== O que fazer ==
(1) Copie o trecho sobre o Femusc entre "Nessa interação são" e "que todos falam.", inclusive, trocando "maestros autoritários" por "regentes mandões".
(2) Segundo o trecho sobre o Femusc, quantas horas de aula por dia um estudante tem durante as duas semanas do festival?
(3) Dê continuidade ao trecho sobre o Femusc a partir da última frase mostrada.

O objetivo fundamental do Festival de Música de Santa Catarina, que se realiza todo ano em Jaraguá do Sul, “não é descobrir gênios, e sim disseminar o interesse pela música clássica”, afirma o gaúcho Alex Klein, maestro-oboísta, idealizador do Femusc. Já para o compositor, pianista e regente pernambucano Marlos Nobre, um dos mais renomados compositores brasileiros, o Femusc cria um importante “microcosmo social”. Nobre, que também é um dos professores do evento, acrescenta: “No curto espaço de duas semanas, não posso ensinar tudo a um aluno, mas devo despertá-lo naquilo que ele não sabe. Posso estabelecer coisas fundamentais, e isso só se consegue com ternura”.

As palavras traduzem a convivência feliz entre professores e alunos durante o festival, uma das razões que fazem desse evento um modelo aplaudido em todo o mundo. “Se posso definir a metodologia do ensino musical aqui, diria que aplicamos o conceito da informalidade séria”, reforça Klein. Enquanto fala, percorre com o olhar alunos e professores de sete, dez ou mais nacionalidades que se encontram no refeitório para compartilhar um substancioso bandejão.

O maestro relembra com carinho, no festival anterior, quando um jovem armênio convidou turcos e americanos para tamborilar seu darbuka, ou derbake, instrumento de percussão. “De repente o milagre aconteceu: armênios e turcos estavam cantando e tocando juntos.”

Nessa interação são bem-vindos apenas os professores capazes de ver além da nacionalidade das pessoas. Klein não simpatiza com maestros autoritários e imperialistas. No Femusc existem diferenças de cultura, tradições e políticas entre os países participantes, mas em um assunto não há divergências: a música, língua que todos falam.

Além disso, exercita-se a democracia e o respeito à vida no seu sentido mais profundo. Por exemplo, em 2012, a música Toward the Sea, popularizada pela campanha do Greenpeace de proteção às baleias, constou do repertório do festival e foi significativamente escolhida pelo compositor japonês Yoru Takemitsu, cujo país natal figura entre os mais implacáveis matadores de baleias.

Diferencial raro

A rotina de um estudante nas duas semanas do festival inclui quase 12 horas de aulas diárias, entre máster classes, seminários e ensaios. Sem contar as mais de 200 apresentações em ruas, bares, praças e shoppings de Jaraguá do Sul, bem como nas cidades vizinhas de Timbó, Joinville, Blumenau, Brusque, São Bento do Sul, Pomerode e São Francisco do Sul, todas no nordeste catarinense. Essa intensa agenda vale também para os professores que dão aulas pela manhã, ensaiam à tarde, regem ou participam de apresentação orquestral à noite. No 8º Festival apresentam-se grandes nomes da música clássica internacional, como Mario Ulloa, Daniel Guedes, João Carlos Martins, Ademir Rocha, Andrés Cárdenes, Alexandre Dossin, Marlos Nobre, Leon Spierer, Catherine Larsen-Maguire e Charles Stegeman, para citar apenas alguns.

== Dados fornecidos ==
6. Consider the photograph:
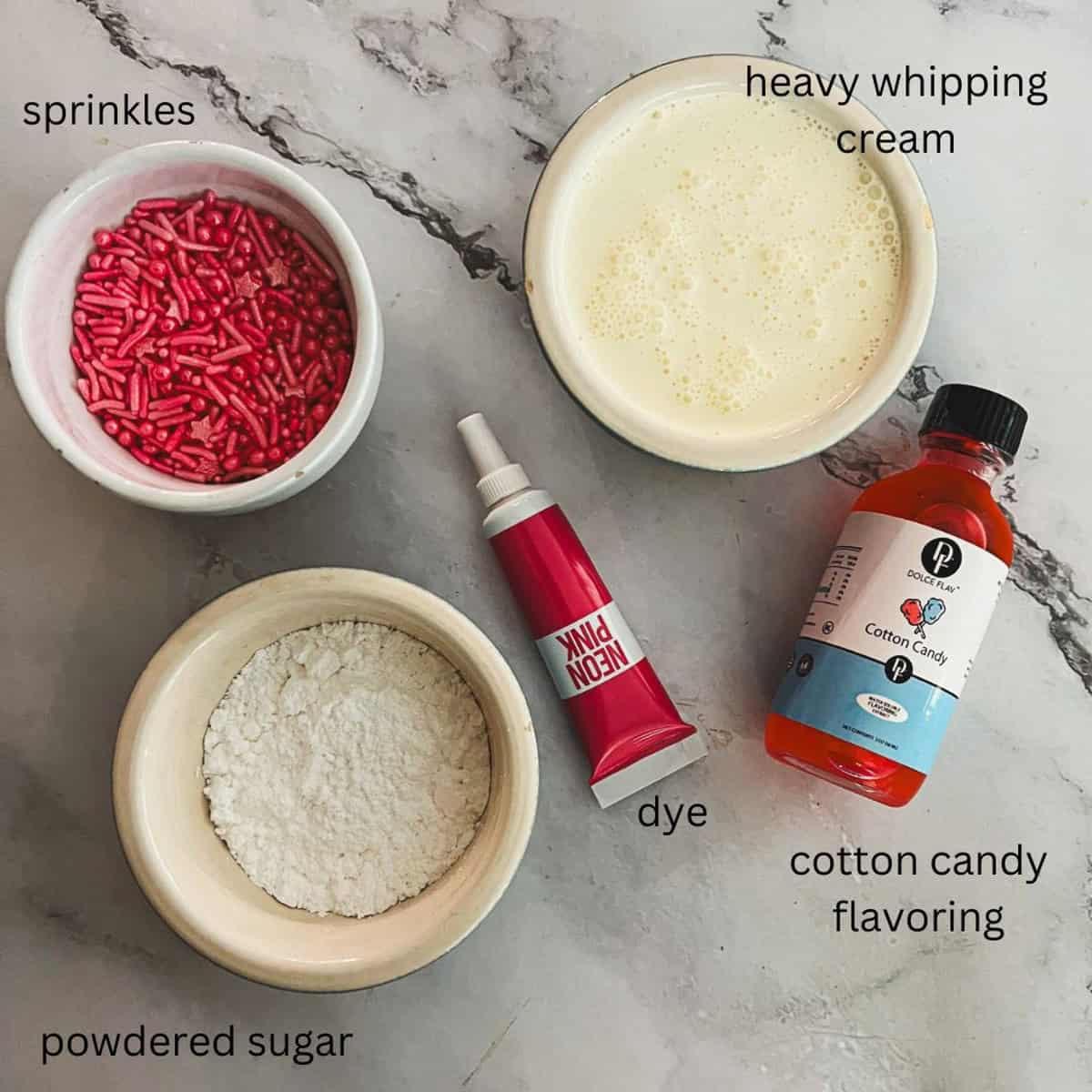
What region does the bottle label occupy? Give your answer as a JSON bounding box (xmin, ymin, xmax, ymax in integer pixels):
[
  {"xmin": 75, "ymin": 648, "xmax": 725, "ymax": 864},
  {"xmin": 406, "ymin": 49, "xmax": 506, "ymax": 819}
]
[
  {"xmin": 535, "ymin": 601, "xmax": 644, "ymax": 698},
  {"xmin": 774, "ymin": 512, "xmax": 1008, "ymax": 774}
]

== Respostas ==
(1)
Nessa interação são bem-vindos apenas os professores capazes de ver além da nacionalidade das pessoas. Klein não simpatiza com regentes mandões e imperialistas. No Femusc existem diferenças de cultura, tradições e políticas entre os países participantes, mas em um assunto não há divergências: a música, língua que todos falam.

(2) Quase 12 horas.

(3)
Como todo evento musical, o Femusc oferece vagas, mas seu diferencial é o fato de o próprio aluno garantir sua vaga, não importando a qualidade da gravação enviada, e muito menos as cartas de recomendação. O que vale é a ordem de chegada e, depois, talento ao vivo. Após a seleção, os alunos inscritos discutem o repertório nas redes sociais, escolhem as músicas que gostariam de apresentar e enviam as sugestões para Klein.

“A música é indispensável. Nossos músicos não podem seguir a vida pensando que sua arte é menos importante. Os europeus e os americanos têm experiência e conhecimento, os chineses possuem técnica e disciplina, mas os brasileiros têm paixão pelo instrumento. É preciso elevar a autoestima de nossos jovens. Não quero mais ouvir que está chegando um solista da ITÁLIA. Parece que falam assim mesmo, em caixa alta. Quero que esses jovens tenham uma vida ma-ra-vi-lho-sa”, auspicia, enfatizando cada sílaba. Klein é também diretor-artístico do festival.

Cidade musical

Motivos não faltam para a charmosa Jaraguá do Sul comemorar o seu banquete musical, meca de famosos instrumentistas, de professores pinçados entre os melhores do planeta em suas especialidades e de alunos de diversos países.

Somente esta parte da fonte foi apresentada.